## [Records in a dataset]
────────

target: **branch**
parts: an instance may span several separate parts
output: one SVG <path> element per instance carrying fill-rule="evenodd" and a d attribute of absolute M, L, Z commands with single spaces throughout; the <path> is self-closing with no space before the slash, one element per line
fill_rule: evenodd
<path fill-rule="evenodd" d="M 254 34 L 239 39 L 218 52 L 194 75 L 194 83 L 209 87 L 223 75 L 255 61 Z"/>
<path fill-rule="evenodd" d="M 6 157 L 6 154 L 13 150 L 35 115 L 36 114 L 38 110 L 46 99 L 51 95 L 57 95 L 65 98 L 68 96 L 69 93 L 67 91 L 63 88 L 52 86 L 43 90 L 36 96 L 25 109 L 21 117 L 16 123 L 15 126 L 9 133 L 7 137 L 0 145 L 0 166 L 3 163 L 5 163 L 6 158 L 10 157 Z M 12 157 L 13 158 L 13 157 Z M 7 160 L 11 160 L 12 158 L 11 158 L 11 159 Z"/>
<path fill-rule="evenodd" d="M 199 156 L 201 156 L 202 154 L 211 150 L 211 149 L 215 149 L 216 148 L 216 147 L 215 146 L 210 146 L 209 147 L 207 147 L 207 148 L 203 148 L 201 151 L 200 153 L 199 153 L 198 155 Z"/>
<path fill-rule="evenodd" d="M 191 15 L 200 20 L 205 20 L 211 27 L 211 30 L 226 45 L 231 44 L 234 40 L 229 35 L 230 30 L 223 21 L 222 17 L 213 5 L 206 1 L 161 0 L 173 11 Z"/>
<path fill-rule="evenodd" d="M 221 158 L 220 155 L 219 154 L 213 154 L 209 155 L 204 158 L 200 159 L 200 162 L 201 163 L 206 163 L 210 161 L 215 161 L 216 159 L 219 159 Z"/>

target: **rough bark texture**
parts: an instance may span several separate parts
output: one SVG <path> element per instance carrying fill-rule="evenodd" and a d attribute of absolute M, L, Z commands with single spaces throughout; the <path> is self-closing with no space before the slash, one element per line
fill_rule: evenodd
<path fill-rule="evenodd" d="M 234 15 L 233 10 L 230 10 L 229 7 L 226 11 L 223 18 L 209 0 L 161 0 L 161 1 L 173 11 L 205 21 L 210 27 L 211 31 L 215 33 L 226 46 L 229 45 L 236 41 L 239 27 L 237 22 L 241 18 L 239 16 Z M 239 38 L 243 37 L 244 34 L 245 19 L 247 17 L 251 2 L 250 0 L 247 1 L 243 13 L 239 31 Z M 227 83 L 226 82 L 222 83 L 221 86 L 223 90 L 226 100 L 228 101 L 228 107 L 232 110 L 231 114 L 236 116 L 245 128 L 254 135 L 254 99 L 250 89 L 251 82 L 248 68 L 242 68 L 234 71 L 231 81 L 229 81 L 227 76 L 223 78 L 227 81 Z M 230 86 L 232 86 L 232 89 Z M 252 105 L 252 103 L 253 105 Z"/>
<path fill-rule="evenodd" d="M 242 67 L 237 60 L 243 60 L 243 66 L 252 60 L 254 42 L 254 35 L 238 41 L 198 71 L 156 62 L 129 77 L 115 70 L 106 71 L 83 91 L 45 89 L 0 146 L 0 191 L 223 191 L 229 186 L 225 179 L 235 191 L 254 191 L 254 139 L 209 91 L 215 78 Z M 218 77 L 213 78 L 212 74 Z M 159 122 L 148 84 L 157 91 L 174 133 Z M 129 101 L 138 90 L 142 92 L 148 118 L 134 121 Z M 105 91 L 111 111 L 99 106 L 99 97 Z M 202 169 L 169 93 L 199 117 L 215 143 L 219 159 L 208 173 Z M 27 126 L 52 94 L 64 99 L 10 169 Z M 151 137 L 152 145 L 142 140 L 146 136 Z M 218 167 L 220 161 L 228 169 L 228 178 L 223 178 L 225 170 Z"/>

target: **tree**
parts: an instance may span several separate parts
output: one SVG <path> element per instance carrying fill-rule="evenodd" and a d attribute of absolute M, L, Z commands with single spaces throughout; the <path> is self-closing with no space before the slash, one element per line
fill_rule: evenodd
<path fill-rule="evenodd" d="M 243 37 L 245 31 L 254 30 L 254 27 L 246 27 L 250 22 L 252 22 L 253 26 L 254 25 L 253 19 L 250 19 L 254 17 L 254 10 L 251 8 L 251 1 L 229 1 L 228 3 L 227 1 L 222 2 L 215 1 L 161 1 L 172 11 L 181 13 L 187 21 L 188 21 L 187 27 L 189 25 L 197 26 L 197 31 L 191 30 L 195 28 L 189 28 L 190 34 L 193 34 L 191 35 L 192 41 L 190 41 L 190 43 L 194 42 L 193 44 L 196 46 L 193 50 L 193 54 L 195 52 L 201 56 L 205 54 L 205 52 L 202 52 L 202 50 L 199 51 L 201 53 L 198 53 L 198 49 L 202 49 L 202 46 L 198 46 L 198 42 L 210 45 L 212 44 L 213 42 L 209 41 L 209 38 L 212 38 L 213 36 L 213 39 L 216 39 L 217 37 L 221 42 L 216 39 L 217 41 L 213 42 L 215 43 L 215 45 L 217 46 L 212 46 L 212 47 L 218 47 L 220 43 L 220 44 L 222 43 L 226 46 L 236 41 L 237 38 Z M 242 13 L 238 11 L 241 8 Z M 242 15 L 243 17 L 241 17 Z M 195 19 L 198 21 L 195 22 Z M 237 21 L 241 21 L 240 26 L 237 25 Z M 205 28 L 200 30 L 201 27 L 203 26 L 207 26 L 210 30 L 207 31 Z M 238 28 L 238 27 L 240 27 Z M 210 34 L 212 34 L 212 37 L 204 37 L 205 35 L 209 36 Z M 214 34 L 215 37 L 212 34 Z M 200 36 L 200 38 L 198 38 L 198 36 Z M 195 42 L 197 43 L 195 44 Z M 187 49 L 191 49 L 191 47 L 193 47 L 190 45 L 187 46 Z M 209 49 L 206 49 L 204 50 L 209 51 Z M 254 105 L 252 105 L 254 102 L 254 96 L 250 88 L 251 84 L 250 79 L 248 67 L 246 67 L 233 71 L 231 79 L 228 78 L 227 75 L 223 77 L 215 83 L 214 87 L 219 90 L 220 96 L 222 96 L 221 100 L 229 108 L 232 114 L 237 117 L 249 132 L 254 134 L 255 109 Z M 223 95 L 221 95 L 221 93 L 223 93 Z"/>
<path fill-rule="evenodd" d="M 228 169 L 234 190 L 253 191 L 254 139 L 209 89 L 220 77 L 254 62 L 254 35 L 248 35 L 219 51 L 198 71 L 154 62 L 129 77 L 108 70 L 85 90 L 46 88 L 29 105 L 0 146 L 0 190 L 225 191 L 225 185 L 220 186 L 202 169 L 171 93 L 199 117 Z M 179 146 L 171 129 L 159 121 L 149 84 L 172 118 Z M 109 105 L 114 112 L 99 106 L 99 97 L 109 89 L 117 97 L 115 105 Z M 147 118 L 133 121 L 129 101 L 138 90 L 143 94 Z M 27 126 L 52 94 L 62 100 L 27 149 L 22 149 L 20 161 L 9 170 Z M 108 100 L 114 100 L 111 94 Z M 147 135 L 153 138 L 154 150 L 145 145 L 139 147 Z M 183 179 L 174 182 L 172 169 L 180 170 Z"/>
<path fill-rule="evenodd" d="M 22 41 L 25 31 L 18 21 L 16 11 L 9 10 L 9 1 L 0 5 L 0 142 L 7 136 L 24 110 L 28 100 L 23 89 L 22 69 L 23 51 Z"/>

────────

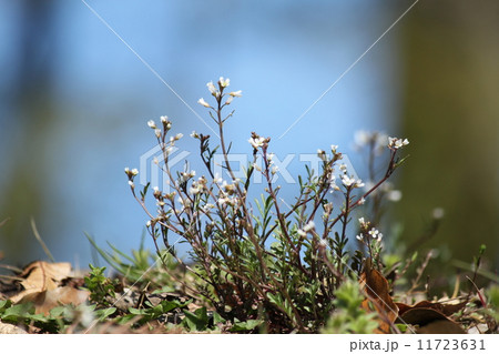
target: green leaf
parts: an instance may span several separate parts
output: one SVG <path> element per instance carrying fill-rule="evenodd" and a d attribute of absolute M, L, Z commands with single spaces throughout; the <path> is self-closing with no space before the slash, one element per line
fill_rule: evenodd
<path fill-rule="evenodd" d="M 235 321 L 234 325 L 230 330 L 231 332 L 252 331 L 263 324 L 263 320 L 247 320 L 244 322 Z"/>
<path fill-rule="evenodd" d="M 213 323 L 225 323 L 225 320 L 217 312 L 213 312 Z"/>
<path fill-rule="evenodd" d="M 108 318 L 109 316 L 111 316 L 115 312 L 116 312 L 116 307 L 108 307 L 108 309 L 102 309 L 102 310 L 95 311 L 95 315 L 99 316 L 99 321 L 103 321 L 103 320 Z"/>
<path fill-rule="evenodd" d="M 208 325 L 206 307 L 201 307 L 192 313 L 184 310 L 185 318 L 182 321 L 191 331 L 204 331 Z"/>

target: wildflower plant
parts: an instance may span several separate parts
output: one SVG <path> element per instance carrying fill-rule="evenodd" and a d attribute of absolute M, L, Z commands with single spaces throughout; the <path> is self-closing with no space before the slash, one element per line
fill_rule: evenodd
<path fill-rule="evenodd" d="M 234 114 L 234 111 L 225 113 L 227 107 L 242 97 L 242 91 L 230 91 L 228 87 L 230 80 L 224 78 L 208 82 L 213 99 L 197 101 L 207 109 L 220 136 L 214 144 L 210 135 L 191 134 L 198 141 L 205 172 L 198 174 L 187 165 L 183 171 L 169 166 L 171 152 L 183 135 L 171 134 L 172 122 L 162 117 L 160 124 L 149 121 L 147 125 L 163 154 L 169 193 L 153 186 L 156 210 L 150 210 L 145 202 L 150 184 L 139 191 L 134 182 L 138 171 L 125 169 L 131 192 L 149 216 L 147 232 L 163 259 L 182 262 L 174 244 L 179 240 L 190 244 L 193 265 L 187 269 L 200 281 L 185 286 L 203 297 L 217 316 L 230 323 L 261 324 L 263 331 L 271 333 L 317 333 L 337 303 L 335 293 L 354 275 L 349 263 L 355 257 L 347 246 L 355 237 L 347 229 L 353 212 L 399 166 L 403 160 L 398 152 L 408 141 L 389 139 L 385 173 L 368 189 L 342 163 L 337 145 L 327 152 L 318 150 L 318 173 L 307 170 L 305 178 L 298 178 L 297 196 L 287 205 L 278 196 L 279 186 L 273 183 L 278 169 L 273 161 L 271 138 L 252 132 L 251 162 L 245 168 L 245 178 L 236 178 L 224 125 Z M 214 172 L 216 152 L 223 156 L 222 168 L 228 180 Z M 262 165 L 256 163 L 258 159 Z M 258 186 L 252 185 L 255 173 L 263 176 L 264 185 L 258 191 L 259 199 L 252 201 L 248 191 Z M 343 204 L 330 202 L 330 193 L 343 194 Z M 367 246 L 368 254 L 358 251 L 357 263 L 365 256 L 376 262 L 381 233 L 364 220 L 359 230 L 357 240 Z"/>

────────

## [Exercise task]
Can you update the data from the line with "target: green leaf" up to and including the line with "213 323 L 225" by replacing "instance" with "object" and leaving all else unchanged, then return only those lines?

## [Solution below]
target: green leaf
parts: an object may span several separate parts
output: one SVG <path> element per object carrying fill-rule="evenodd" and a d attribute of absolute M, L, Z commands with single spaces throughout; the <path> is self-closing with no space before the slash, one element per line
fill_rule: evenodd
<path fill-rule="evenodd" d="M 235 321 L 234 325 L 230 330 L 231 332 L 252 331 L 263 324 L 263 320 L 247 320 L 244 322 Z"/>
<path fill-rule="evenodd" d="M 213 323 L 225 323 L 225 320 L 217 312 L 213 312 Z"/>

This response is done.